• GIVEN PASSAGE:
The human cost of virus misinformation, by Marianna Spring for BBC News, 27 May
This on the human cost of misinformation by Marianna Spring and the BBC’s anti-disinformation unit tallied up the real-world effects of “fake news” including gut-wrenching personal stories, testimony from doctors and medical professionals, and analysis of social media data.
Perfect storm in care comes as residents refused hospital treatment, Katherine Rushton and Sophie Barnes for the Telegraph, 24 April
This piece captured the growing scandal taking place inside care homes during the Covid-19 outbreak. It revealed how a “reckless” policy of denying hospital treatment to care home resident had fuelled a spiralling death toll
Muslims in UK struggling to carry out burials within 24 hours– Maaiysa Valli and Darshna Soni for Channel 4 News, 22 April
A unique look at how young community volunteers have stepped up to perform the religious procedures around Islamic burials, under the current pandemic restrictions. This piece takes a look at how youngsters have taken over from elders in the community to perform funerals and washing procedures, as elders are in the high risk category of catching Covid-19.

• ENTRIES SUPPLIED:
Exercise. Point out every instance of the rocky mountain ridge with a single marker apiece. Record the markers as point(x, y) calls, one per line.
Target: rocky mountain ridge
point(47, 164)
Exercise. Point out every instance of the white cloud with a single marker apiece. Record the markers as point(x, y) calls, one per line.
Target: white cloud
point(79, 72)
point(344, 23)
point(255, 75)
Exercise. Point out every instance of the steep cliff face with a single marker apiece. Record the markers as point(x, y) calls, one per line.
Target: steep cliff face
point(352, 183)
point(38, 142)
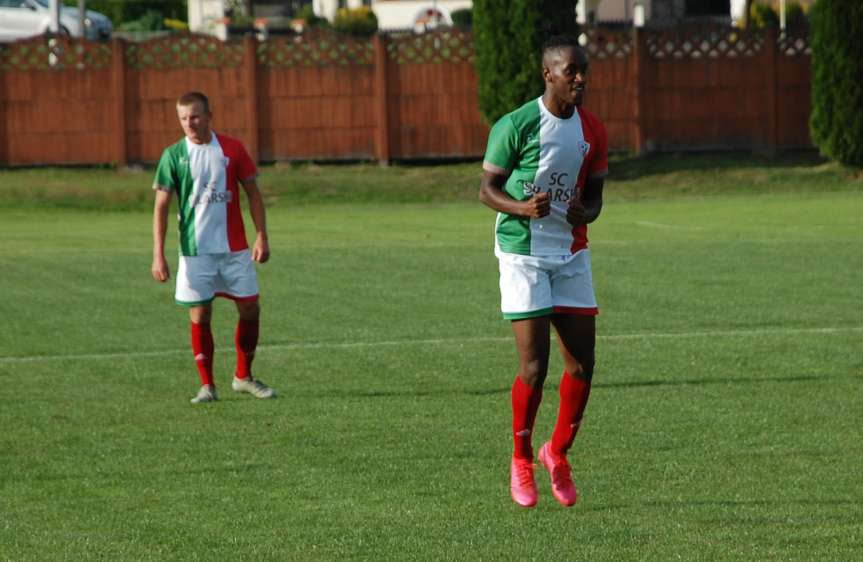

• REQUIRED ACTION 1: Translate this sentence from the list of pandemic news stories into Spanish: "This piece captured the growing scandal taking place inside care homes during the Covid-19 outbreak."
• REQUIRED ACTION 2: Pick up the list of pandemic news stories after its last sentence and keep it going.
None of the tasks use the lines.

• ANSWER SECTION 1: Este artículo captó el creciente escándalo que se estaba produciendo dentro de las residencias de mayores durante el brote de Covid-19.

• ANSWER SECTION 2:
The Integrator: No clear answers in care home blame game -Sharron Brennan for HSJ, 4 June
This well-read comment piece attempted to put the government’s approach to discussing deaths in care homes into context by discussing Brennan’s own data analysis. It is one of the first to talk about how the lack of strong data and the blame game narrative around Covid deaths is not helping the NHS to learn from the deaths that have occurred in order to save lives from a second wave of coronavirus.
How did we get here? Explaining the news – Andy Bell for 5 News, 15 July
This podcast series from 5 News’ Andy Bell sees a journalist with over 30 years experience covering global and domestic news, taking the biggest story of the moment each week and analysing how it came to be, who it affects and where it might lead. First focusing on Coronavirus with an episode published on the 6th February, the day that the first UK coronavirus victim was taken to St Thomas Hospital’s specialist ward in London – Andy spoke with Dr. Nathalie MacDermott, the leading specialist on that very same ward.